▸ THE PROBLEM
An exact copy of every record is needed.

▸ DATA RECORDS
##########

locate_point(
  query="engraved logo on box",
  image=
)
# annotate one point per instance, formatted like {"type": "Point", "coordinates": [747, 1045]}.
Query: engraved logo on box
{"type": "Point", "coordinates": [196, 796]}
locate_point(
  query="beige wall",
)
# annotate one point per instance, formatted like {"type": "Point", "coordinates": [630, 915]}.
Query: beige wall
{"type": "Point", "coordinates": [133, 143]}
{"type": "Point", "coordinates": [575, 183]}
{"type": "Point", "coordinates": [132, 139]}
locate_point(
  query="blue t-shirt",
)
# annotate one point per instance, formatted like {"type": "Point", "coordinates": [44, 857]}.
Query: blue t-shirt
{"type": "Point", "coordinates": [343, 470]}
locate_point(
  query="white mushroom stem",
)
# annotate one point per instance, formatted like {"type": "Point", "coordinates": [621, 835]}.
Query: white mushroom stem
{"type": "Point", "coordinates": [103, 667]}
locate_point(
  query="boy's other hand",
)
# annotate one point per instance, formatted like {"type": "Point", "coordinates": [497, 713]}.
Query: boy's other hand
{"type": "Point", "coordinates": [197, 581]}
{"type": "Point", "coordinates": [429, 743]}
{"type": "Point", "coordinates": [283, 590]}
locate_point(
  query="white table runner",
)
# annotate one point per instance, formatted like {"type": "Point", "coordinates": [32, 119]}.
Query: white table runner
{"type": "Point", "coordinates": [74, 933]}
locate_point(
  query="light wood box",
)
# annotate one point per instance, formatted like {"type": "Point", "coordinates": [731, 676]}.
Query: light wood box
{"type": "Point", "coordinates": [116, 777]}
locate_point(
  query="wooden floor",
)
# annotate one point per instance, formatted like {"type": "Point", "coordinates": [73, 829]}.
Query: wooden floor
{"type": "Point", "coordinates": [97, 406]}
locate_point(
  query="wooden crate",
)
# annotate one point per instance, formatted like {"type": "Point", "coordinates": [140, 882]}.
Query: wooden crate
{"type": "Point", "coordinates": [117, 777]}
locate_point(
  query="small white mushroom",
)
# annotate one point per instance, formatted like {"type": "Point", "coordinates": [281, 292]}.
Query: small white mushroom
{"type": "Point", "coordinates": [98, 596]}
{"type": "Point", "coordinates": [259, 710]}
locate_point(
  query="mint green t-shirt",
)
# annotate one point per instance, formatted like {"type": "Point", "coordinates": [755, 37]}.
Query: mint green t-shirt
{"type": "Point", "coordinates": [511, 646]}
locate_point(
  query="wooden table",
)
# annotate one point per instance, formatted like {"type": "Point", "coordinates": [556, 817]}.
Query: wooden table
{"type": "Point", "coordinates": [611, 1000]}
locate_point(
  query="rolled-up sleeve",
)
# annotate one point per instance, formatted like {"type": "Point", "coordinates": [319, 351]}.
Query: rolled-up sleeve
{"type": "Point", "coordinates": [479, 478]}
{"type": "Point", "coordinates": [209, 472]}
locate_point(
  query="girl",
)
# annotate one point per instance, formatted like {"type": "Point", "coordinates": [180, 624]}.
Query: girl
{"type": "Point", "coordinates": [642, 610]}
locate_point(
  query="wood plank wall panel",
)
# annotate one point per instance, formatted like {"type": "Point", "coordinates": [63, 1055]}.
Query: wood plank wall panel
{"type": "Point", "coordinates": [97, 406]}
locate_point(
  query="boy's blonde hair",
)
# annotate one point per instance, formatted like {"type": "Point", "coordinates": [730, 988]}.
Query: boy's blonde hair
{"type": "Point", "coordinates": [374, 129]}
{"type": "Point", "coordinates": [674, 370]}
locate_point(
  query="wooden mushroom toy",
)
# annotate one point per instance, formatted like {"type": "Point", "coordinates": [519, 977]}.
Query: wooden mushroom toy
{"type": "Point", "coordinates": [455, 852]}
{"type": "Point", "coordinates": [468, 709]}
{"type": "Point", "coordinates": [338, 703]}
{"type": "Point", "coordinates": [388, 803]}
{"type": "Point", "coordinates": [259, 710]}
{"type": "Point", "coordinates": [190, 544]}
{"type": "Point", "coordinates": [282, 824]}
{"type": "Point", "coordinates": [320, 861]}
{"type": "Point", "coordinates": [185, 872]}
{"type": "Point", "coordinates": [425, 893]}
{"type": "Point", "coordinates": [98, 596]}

##########

▸ ANSWER TO THE EXERCISE
locate_point(
  query="engraved logo on box",
  image=
)
# annotate one point per instance, formatted like {"type": "Point", "coordinates": [747, 1045]}.
Query: engraved logo on box
{"type": "Point", "coordinates": [196, 796]}
locate_point(
  query="beige wall",
)
# annotate one point per instance, formatted like {"type": "Point", "coordinates": [630, 915]}.
Query: beige wall
{"type": "Point", "coordinates": [133, 143]}
{"type": "Point", "coordinates": [575, 183]}
{"type": "Point", "coordinates": [132, 139]}
locate_point(
  query="blue t-shirt",
)
# annotate one point per instance, formatted like {"type": "Point", "coordinates": [44, 857]}.
Query: blue t-shirt
{"type": "Point", "coordinates": [343, 470]}
locate_point(
  query="white mushroom stem",
)
# annotate one point per instance, formatted like {"type": "Point", "coordinates": [621, 835]}.
Query: white mushroom stem
{"type": "Point", "coordinates": [103, 667]}
locate_point(
  query="boy's other hand",
)
# annotate one point per instance, formatted like {"type": "Point", "coordinates": [497, 713]}.
Query: boy's other hand
{"type": "Point", "coordinates": [197, 581]}
{"type": "Point", "coordinates": [429, 743]}
{"type": "Point", "coordinates": [283, 590]}
locate_point(
  query="white table runner",
)
# annotate one point per instance, formatted like {"type": "Point", "coordinates": [32, 119]}.
Query: white table runner
{"type": "Point", "coordinates": [74, 933]}
locate_point(
  query="light wood box",
)
# annotate one point per instance, formatted like {"type": "Point", "coordinates": [731, 676]}.
Query: light wood box
{"type": "Point", "coordinates": [116, 777]}
locate_point(
  query="wooden floor",
)
# annotate one point per instance, formatted like {"type": "Point", "coordinates": [73, 829]}.
Query: wooden floor
{"type": "Point", "coordinates": [97, 406]}
locate_point(
  query="wooden crate",
)
# annotate one point per instance, formatted like {"type": "Point", "coordinates": [140, 882]}.
Query: wooden crate
{"type": "Point", "coordinates": [117, 777]}
locate_point(
  query="small white mushroom",
)
# annotate one point per instance, formatted like {"type": "Point", "coordinates": [281, 292]}.
Query: small white mushroom
{"type": "Point", "coordinates": [98, 596]}
{"type": "Point", "coordinates": [259, 710]}
locate_point(
  query="mint green t-shirt",
)
# annotate one point per instance, formatted like {"type": "Point", "coordinates": [755, 37]}.
Query: mint green t-shirt
{"type": "Point", "coordinates": [511, 646]}
locate_point(
  query="wooden table",
)
# annotate one point per instance, formatted like {"type": "Point", "coordinates": [556, 817]}.
Query: wooden table
{"type": "Point", "coordinates": [611, 1000]}
locate_point(
  query="rolled-up sleeve",
)
# annotate one point per instance, formatted like {"type": "Point", "coordinates": [319, 351]}.
Query: rolled-up sleeve
{"type": "Point", "coordinates": [479, 478]}
{"type": "Point", "coordinates": [209, 472]}
locate_point(
  query="girl",
)
# annotate one point per instance, formatted like {"type": "Point", "coordinates": [180, 624]}.
Query: girl
{"type": "Point", "coordinates": [642, 610]}
locate_point(
  query="wood plank wall panel",
)
# annotate one point per instance, formatted like {"type": "Point", "coordinates": [63, 1055]}.
Query: wood plank wall panel
{"type": "Point", "coordinates": [97, 406]}
locate_point(
  query="boy's blonde hair",
)
# annotate one point per instance, formatted like {"type": "Point", "coordinates": [730, 988]}.
Query: boy's blonde hair
{"type": "Point", "coordinates": [374, 129]}
{"type": "Point", "coordinates": [674, 370]}
locate_point(
  query="wooden mushroom toy",
)
# annotate one point per instance, formatted like {"type": "Point", "coordinates": [519, 977]}.
Query: wooden mushroom toy
{"type": "Point", "coordinates": [455, 852]}
{"type": "Point", "coordinates": [468, 709]}
{"type": "Point", "coordinates": [338, 703]}
{"type": "Point", "coordinates": [388, 803]}
{"type": "Point", "coordinates": [259, 710]}
{"type": "Point", "coordinates": [190, 544]}
{"type": "Point", "coordinates": [282, 824]}
{"type": "Point", "coordinates": [320, 861]}
{"type": "Point", "coordinates": [185, 872]}
{"type": "Point", "coordinates": [425, 893]}
{"type": "Point", "coordinates": [98, 596]}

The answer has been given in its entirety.